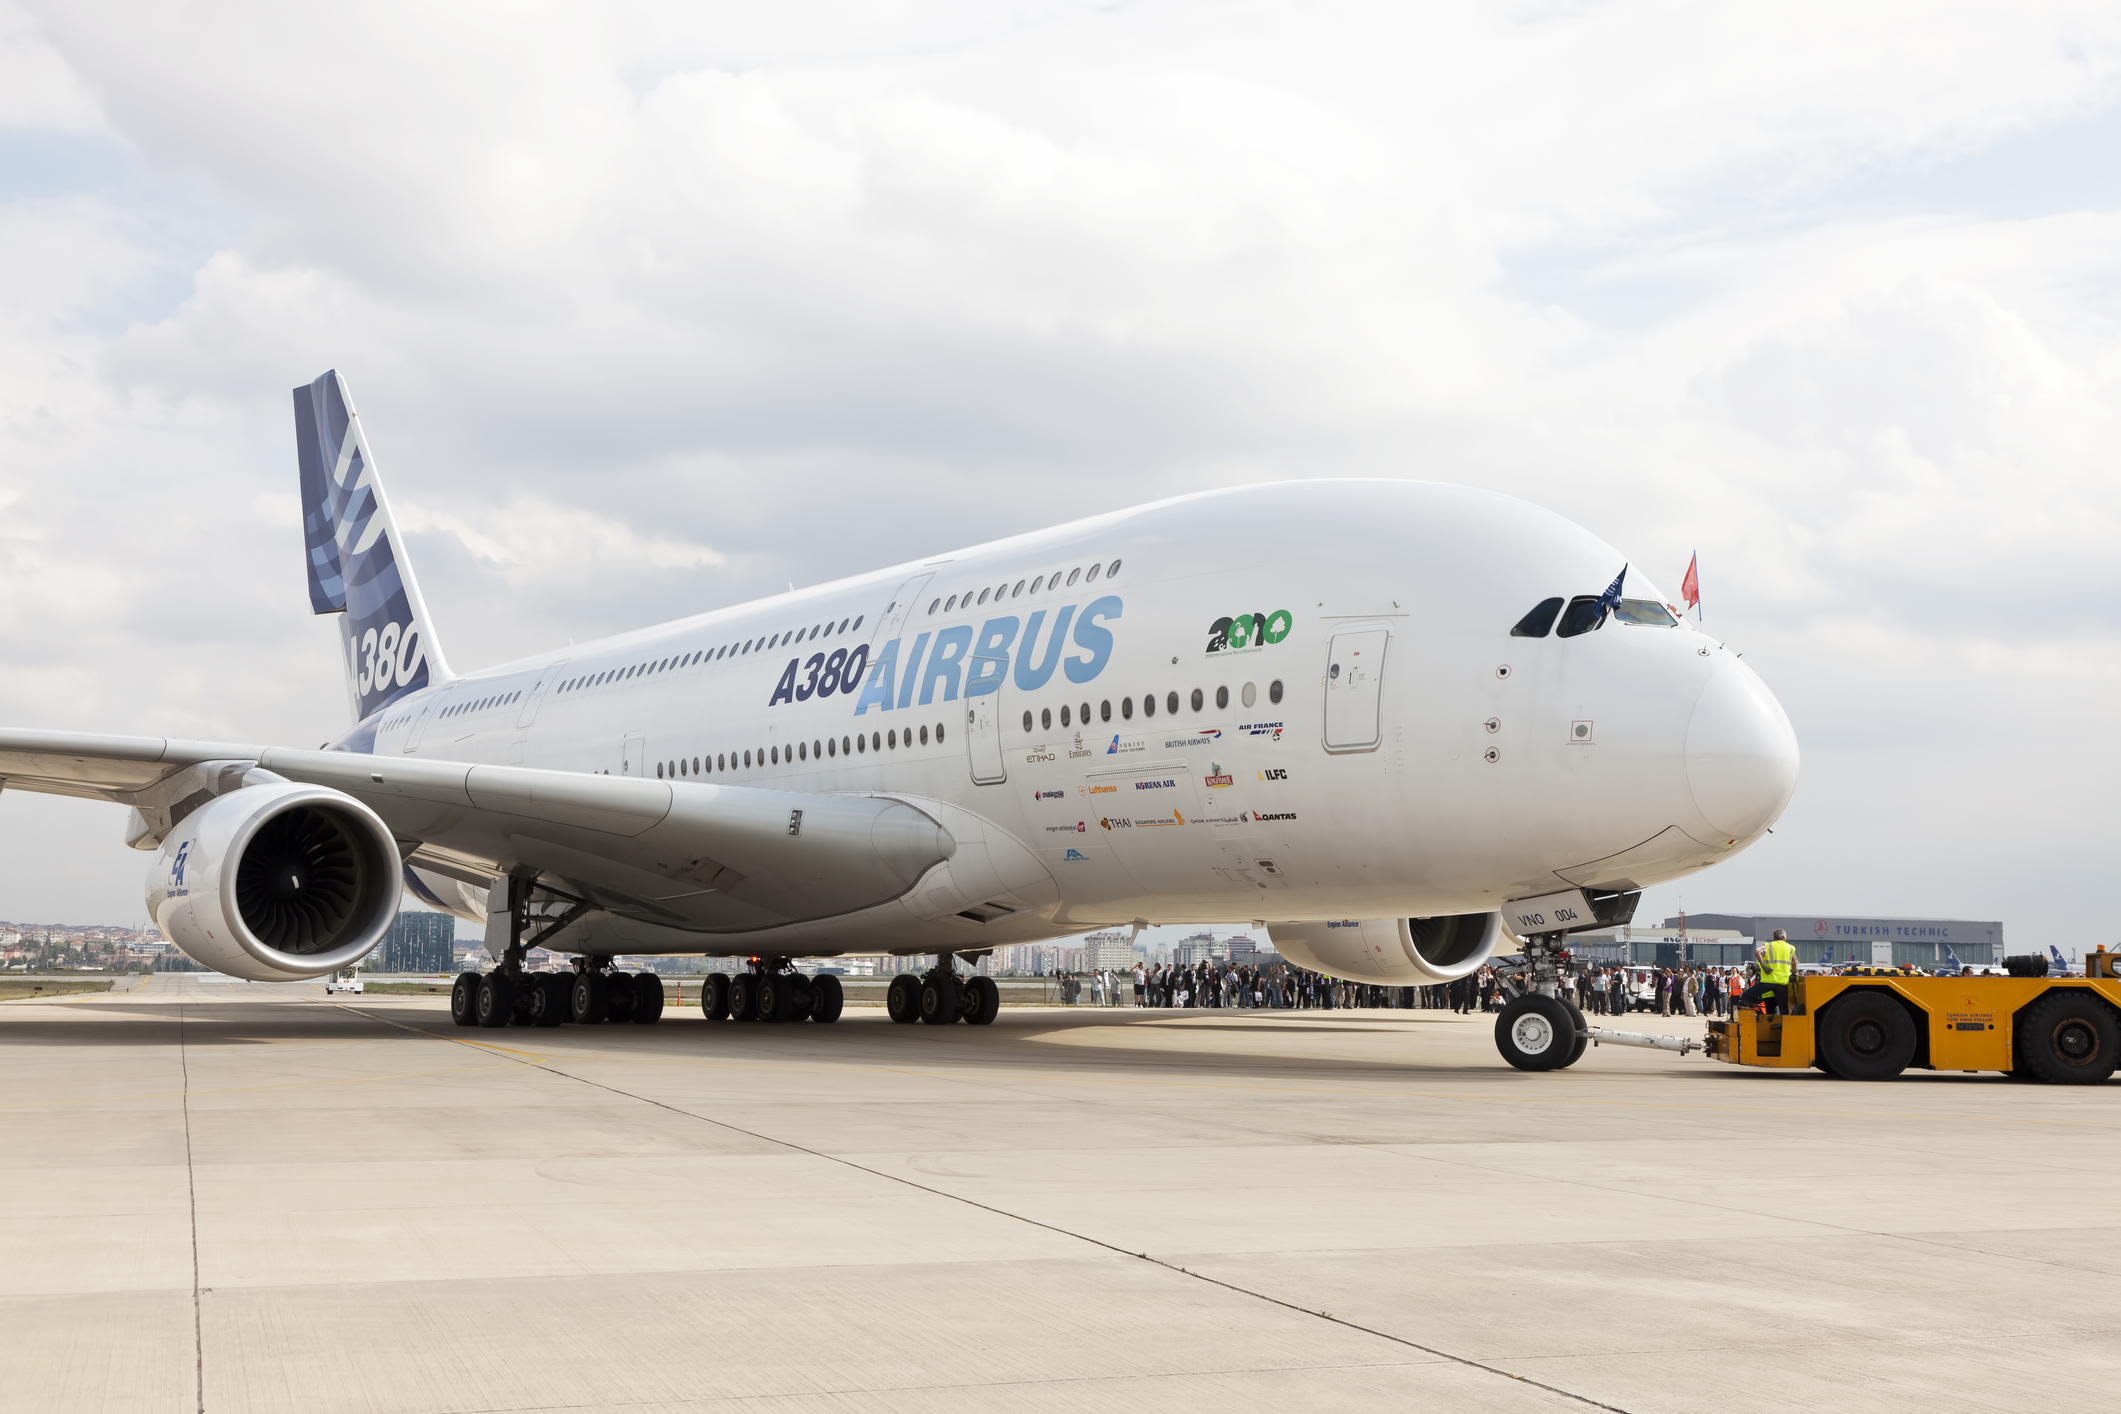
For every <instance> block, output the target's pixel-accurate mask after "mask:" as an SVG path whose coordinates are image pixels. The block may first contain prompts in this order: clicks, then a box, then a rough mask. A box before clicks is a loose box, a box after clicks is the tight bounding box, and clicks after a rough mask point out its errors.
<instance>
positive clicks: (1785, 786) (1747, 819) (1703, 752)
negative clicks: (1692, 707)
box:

----------------------------------------

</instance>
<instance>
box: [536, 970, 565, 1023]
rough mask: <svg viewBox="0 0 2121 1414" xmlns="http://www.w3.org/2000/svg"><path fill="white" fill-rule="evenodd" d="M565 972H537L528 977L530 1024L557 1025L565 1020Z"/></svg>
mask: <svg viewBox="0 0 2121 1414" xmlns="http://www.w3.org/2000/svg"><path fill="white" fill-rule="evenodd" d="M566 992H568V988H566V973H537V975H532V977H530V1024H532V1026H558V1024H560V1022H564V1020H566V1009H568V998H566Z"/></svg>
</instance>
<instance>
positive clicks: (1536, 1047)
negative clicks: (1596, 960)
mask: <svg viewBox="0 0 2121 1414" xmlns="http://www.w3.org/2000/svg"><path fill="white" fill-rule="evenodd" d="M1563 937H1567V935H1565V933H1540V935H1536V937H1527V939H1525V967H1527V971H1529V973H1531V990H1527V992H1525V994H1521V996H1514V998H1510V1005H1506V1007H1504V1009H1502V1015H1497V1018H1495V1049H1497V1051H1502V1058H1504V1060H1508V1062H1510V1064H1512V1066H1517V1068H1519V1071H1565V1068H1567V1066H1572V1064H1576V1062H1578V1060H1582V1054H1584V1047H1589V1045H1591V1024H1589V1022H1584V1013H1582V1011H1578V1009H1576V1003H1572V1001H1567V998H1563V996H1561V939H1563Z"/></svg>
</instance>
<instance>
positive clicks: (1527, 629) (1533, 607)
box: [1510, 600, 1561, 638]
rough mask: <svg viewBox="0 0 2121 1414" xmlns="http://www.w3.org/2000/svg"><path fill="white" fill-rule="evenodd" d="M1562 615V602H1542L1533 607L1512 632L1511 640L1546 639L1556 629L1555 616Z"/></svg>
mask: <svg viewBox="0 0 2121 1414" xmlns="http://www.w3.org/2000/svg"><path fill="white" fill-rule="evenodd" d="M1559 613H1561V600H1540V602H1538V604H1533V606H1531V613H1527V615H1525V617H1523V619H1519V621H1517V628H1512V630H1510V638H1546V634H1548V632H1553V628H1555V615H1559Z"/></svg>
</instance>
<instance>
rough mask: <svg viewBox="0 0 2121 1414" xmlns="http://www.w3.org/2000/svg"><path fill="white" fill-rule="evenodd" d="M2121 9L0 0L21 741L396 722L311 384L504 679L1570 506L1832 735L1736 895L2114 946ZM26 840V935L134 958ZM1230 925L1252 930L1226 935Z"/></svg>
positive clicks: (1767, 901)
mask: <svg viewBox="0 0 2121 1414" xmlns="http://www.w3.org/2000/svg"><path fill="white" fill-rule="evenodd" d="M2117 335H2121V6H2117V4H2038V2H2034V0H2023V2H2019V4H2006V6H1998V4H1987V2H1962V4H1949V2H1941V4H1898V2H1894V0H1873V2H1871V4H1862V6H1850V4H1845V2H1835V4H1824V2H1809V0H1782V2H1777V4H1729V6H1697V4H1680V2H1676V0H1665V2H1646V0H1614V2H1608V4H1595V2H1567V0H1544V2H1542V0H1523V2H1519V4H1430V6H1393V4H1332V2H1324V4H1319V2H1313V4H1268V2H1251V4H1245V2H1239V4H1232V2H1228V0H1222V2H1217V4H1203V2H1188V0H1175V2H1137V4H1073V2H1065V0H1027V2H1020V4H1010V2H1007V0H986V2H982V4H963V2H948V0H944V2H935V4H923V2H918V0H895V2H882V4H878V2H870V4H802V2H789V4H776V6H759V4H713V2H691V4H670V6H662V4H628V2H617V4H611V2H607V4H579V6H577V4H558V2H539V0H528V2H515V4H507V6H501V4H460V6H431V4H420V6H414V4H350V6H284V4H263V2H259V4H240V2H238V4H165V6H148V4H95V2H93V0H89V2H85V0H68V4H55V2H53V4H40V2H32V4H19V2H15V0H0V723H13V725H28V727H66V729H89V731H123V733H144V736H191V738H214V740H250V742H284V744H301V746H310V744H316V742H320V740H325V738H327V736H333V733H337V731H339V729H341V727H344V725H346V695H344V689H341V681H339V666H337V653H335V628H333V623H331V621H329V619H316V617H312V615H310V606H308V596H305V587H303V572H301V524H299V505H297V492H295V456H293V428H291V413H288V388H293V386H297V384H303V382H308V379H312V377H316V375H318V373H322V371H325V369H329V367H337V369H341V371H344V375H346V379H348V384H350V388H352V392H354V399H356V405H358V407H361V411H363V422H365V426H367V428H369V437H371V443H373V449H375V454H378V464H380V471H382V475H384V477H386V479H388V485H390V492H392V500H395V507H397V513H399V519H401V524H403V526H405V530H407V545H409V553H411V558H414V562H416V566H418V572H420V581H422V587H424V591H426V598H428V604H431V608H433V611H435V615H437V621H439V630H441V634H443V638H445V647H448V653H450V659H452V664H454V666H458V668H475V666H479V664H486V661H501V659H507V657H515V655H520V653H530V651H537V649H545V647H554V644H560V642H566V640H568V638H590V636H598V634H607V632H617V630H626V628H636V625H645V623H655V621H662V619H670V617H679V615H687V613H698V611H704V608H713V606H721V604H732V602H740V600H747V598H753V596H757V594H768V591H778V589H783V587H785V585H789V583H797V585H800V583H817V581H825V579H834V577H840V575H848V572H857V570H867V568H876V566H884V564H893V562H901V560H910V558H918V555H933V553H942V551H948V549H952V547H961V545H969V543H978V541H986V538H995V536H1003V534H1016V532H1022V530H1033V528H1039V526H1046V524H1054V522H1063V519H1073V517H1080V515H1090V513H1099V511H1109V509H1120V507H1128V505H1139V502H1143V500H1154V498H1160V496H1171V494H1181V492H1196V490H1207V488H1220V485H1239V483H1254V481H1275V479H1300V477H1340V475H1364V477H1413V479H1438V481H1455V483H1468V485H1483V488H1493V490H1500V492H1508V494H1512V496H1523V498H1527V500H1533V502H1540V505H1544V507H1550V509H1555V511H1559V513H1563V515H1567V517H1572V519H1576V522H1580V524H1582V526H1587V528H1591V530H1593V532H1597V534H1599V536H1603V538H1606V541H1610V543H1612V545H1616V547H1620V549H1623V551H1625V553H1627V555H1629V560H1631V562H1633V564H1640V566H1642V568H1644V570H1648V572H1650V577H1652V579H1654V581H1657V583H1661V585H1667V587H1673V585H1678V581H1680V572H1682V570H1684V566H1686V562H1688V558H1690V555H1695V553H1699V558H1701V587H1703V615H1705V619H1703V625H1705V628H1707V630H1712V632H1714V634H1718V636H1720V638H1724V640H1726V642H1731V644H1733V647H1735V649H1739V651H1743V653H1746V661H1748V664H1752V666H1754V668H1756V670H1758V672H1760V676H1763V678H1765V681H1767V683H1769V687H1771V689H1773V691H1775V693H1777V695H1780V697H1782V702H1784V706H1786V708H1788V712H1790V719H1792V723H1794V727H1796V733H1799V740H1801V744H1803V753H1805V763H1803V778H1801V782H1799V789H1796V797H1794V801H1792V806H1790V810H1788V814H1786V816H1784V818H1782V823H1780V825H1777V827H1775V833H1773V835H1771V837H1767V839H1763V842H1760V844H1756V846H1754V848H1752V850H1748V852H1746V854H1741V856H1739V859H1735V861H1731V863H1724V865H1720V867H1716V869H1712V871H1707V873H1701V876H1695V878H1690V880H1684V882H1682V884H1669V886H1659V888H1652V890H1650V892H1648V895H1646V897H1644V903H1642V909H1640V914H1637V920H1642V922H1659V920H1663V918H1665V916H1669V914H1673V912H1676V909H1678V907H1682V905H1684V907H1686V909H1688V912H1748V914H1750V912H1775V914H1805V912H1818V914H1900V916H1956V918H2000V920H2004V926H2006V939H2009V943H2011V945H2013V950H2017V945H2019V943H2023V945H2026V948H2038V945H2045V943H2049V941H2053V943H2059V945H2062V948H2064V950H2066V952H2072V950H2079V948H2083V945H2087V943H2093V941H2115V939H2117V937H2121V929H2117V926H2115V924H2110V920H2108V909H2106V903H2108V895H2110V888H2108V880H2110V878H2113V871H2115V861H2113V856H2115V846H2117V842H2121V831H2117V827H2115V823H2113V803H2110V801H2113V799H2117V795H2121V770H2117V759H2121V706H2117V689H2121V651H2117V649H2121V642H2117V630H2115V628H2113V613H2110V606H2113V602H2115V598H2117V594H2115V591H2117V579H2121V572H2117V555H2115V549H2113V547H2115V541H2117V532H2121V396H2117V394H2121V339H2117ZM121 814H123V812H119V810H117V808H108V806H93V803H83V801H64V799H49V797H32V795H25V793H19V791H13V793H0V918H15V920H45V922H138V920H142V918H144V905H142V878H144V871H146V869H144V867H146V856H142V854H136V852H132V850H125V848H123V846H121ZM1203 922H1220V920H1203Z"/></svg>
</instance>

----------------------------------------

Raccogli tutte le righe qui sopra che contengono la parola "positive". Conta la differenza tra maiuscole e minuscole.

**Soluzione esercizio**:
positive clicks: (1785, 786) (1747, 819) (1703, 752)
positive clicks: (1536, 1047)
positive clicks: (1527, 629) (1533, 607)
positive clicks: (1767, 901)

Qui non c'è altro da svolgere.